• _提供された抜粋_:

^^^^^^^^

生きるのって、意外と大変ですよね。
仏教の開祖であるブッダでさえ「人生は苦である」と言っています。なので間違いなく、人生は苦しみに満ちています。
しかし、生きるのが苦しいからといって、死んだ方がラクかといわれると、そういうわけではないような気もします。
し【死】
精選版 日本国語大辞典「死(し)」 – コトバンク
① 死ぬこと。生命がなくなること。生きる機能を失うこと。また比喩的に、ものごとの死んだようなさまをもいう。仏教では、これを四大(しだい)の離散とし、また寿命と体温と心識とがなくなることと説く。
「死」は誰に対しても、いつかは訪れるものです。
多くの人が自分の死を恐れる一方で、自らの死を望んでいる人も少なからずいます。
死ぬのは怖い。けど、生きるのも怖い。それでも生きていかなければならない。
今回の主人公は、「生きること」と「死ぬこと」の間で苦しみ、最後に「生きていくこと」を選んだ私の友人です。
彼からの頼みもあり、実際の彼の体験をもとに書かれた文章「死のうと思った僕が気づいた人生で大事な事」を掲載しています。
年末のある日の通話
※これはまだ友人の書いた文章ではありません。状況説明も踏まえて、少しだけ私の文章にお付き合いください。
その友人とは高校からの付き合いで、今でも月に1回は通話で話すくらいは仲が良いです。
友人と私の共通点といえば、これまでに何かと壁にぶち当たってきたことです。
もしかするとそれは、普通の人にとってはやすやすと乗り越えられる障壁なのかもしれませんが、友人や私にとっては、それが大きなものに感じられたのです。
2023年12月下旬、ちょうどクリスマスの時期に、友人から連絡がありました(ここからは友人を仮名で「三木君」と呼ぶことにします)。
私「もしもし、どしたん?」
三「年末年始に、ちょっと入院しようと思ってまして」
私「まじか。なんかあったん?」
三「いや、実は前から年末に死のうと思ってたんやけど」
私「ほう」
いや、待て待て待て待て。
一応「ほう」と相づちは打ったものの、理解が追いついていない。三木君、死ぬの?
三「それを防ぐために、入院してこようかなと」

^^^^^^^^

• _提供情報_:
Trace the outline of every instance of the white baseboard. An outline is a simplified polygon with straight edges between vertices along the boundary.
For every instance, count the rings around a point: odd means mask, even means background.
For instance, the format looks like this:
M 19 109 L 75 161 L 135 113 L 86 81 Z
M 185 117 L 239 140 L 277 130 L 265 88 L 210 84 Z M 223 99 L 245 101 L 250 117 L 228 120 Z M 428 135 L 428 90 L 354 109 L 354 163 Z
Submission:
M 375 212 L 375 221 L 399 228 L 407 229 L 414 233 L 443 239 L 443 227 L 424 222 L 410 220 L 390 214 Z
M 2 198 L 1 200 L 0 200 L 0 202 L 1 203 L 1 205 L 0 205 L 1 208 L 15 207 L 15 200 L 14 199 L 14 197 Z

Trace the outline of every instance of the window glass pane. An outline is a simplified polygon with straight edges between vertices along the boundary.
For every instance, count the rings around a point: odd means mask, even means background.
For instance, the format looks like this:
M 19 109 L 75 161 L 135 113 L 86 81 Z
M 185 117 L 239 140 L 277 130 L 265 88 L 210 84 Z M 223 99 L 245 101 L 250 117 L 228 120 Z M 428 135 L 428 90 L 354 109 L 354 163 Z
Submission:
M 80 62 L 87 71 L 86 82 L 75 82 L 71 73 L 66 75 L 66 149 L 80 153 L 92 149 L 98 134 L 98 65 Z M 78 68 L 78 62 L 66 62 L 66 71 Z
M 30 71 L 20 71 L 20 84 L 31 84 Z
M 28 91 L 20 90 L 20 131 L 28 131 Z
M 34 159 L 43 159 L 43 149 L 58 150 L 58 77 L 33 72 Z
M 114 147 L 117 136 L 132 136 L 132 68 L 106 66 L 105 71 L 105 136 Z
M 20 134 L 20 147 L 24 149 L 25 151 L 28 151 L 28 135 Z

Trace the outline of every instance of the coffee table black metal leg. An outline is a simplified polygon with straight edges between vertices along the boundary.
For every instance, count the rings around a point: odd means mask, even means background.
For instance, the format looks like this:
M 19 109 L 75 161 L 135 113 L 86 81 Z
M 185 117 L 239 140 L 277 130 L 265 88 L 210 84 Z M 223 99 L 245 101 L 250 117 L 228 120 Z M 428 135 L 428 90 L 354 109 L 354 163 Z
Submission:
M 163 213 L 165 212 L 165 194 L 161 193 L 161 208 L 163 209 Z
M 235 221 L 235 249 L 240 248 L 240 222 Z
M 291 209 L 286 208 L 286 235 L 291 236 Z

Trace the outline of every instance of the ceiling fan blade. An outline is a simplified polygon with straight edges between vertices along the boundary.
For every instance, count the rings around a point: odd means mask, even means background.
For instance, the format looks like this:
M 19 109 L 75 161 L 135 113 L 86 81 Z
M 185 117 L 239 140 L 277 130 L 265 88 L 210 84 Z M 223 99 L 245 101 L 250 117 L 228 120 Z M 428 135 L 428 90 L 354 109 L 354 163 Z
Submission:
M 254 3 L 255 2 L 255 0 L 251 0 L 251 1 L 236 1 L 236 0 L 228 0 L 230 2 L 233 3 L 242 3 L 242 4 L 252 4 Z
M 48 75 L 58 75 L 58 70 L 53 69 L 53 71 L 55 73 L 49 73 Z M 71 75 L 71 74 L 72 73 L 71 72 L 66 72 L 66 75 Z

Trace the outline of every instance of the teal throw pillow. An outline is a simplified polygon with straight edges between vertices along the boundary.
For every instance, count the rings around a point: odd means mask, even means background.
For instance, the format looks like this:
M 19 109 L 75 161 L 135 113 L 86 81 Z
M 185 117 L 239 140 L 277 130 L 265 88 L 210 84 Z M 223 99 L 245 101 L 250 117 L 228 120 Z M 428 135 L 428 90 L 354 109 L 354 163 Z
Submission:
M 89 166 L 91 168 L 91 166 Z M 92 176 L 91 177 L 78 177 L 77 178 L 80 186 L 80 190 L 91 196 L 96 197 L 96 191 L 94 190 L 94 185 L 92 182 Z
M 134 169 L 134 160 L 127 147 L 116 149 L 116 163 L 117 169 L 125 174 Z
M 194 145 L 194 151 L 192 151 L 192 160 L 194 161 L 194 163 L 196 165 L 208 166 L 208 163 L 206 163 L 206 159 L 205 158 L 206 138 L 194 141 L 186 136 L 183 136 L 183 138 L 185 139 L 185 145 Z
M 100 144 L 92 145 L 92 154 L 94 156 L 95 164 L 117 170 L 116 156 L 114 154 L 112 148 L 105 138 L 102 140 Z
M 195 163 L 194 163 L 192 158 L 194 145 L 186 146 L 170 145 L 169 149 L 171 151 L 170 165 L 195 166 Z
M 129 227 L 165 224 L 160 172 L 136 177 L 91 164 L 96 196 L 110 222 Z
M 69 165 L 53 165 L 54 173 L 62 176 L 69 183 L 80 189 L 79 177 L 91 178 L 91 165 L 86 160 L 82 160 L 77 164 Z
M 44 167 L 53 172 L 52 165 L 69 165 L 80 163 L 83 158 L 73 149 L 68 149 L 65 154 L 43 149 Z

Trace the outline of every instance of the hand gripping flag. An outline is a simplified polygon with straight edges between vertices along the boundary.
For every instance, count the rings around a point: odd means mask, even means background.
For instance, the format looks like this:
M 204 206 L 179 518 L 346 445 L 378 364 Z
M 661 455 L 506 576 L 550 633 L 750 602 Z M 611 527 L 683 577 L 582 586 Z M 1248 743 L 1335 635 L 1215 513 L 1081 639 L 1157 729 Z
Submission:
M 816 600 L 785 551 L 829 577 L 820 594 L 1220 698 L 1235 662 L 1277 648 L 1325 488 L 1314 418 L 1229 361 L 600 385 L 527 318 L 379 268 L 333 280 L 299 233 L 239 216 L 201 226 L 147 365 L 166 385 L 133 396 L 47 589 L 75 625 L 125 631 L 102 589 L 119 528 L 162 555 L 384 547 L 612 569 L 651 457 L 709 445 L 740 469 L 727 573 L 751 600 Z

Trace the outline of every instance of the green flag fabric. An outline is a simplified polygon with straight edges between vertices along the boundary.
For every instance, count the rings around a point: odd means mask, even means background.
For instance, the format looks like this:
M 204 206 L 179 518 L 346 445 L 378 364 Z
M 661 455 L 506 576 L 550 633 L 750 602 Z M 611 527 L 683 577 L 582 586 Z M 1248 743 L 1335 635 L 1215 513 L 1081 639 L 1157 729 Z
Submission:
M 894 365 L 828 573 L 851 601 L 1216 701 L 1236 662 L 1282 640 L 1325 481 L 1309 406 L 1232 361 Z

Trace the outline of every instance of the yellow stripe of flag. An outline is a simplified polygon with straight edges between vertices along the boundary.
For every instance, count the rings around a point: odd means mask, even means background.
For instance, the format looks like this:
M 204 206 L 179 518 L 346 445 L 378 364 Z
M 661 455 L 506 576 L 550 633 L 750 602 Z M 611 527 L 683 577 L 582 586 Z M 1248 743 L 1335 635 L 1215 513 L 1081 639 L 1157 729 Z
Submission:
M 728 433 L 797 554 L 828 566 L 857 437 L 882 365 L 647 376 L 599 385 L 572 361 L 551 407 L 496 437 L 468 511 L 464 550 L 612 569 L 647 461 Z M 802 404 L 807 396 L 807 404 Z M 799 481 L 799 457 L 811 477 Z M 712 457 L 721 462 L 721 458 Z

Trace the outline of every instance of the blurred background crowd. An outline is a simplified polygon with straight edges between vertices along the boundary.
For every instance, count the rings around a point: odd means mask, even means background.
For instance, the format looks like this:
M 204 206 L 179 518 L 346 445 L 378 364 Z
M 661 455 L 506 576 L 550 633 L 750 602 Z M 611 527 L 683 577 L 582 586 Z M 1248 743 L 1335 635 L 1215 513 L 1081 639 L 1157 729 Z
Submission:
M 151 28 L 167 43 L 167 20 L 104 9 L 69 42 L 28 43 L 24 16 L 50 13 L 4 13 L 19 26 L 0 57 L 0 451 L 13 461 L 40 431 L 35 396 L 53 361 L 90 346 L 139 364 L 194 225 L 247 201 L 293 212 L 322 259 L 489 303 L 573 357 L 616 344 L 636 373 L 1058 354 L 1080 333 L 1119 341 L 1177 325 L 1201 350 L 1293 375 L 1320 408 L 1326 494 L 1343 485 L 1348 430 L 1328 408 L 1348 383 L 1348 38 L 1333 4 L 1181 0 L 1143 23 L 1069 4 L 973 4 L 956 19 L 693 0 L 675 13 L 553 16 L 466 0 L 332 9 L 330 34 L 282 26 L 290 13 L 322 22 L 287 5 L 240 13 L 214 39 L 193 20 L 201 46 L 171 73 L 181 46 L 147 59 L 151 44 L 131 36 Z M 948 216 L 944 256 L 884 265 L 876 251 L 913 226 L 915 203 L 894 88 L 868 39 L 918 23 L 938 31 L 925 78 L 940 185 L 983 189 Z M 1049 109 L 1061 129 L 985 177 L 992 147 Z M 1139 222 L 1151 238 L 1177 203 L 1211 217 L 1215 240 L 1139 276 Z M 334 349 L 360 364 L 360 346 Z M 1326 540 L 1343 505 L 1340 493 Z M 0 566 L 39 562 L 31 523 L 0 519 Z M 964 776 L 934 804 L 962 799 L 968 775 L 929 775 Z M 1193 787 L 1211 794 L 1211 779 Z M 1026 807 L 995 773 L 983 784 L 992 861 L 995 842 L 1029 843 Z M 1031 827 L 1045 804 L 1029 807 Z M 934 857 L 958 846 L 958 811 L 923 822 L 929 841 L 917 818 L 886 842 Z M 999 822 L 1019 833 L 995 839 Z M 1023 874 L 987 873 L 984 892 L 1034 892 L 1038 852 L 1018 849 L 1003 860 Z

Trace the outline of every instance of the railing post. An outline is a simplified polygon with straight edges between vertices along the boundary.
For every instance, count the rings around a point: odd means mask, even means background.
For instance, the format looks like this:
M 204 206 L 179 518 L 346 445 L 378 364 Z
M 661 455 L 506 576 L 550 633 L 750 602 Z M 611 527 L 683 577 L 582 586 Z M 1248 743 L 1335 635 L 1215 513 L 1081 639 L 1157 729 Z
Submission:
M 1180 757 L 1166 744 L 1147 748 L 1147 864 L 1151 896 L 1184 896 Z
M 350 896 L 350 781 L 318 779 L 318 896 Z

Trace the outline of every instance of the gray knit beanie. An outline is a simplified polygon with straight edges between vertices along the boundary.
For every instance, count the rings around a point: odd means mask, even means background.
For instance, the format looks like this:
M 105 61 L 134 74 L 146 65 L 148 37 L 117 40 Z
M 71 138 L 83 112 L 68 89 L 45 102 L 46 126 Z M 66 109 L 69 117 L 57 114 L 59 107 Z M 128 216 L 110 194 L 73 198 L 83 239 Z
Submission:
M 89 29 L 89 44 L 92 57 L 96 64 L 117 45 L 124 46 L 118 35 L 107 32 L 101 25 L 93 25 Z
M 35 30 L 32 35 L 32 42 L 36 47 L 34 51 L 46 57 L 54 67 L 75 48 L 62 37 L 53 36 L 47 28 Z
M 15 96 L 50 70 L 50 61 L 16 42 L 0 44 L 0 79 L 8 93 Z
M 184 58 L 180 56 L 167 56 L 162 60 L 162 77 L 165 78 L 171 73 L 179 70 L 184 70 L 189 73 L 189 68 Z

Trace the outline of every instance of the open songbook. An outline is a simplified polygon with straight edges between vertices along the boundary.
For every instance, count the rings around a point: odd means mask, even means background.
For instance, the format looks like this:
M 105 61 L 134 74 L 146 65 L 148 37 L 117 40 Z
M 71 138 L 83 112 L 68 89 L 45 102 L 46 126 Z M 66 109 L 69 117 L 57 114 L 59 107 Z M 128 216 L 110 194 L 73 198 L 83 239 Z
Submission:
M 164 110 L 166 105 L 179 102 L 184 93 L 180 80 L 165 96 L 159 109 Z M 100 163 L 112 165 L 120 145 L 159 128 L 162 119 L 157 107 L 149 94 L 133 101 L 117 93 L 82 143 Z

^^^^^^^^

• _出題内容 A_: 生と死についての文章に照らして、次の(i)〜(iii)がそれぞれ本文と合っているかを「はい」か「いいえ」で答え、判断の根拠となる本文の語句をそのまま引用してください。(i) 筆者と三木君は高校時代からの付き合いである。(ii) 三木君から連絡があったのは2023年12月上旬である。(iii) 三木君は年末年始に旅行に行くつもりだと伝えた。
• _出題内容 B_: 生と死についての文章を、最後の一文の後から書き継いでください。

• _解答内容 A_:
(i) はい:「その友人とは高校からの付き合いで」
(ii) いいえ:「2023年12月下旬、ちょうどクリスマスの時期に」
(iii) いいえ:「年末年始に、ちょっと入院しようと思ってまして」

• _解答内容 B_:
なるほど、とりあえず命に別状はないようで安心した。
自分で立てた死ぬ計画を阻止するために、一週間ほど入院するとのことらしい。
私「そうかぁ。いつから死のうと考えてたん?」
三「今年の夏くらいかなぁ」
私「けっこう前やな」
三「うん」
夏の間も三木君とは連絡をとってはいたものの、まさかそんな事態になっていたとは。いま思えば、たしかに連絡の頻度が少なかったような気もする。
私「つらかったよな。いつでも言ってくれたらよかったのに」
三「そういうネガティブな話題はあまり出さん方がいいかと思って」
私「三木君、僕を誰やと思っとるん? 三木君の話は何でも聞くに決まっとるやん!」
三「うん、、ほんまありがとう」
まさかこの場面を文章にするとは思ってもいなかったので、私の言葉が偉そうに感じられるかもしれませんが、どうかご容赦ください。
この会話の後は、入院期間や入院中はスマホが使えないことを聞き、そして退院後にまた連絡する約束をして、通話を終えました。
三木君は統合失調症であり、大学を辞めてからは実家で生活している話は、以前から聞いていました。
しかし、それに伴う苦悩や葛藤、死への誘惑について、私は何も知ることができていませんでした。
以下に、三木君が書いた文章「死のうと思った僕が気づいた人生で大事な事」を掲載しています。
三木君、つらかったときのことを文章にしてくれてありがとう。
死のうと思った僕が気づいた人生で大事な事
大学中退、無職歴7年、統合失調症
いかにも駄目人間なレッテル
(いや、実際にそうなのだろう)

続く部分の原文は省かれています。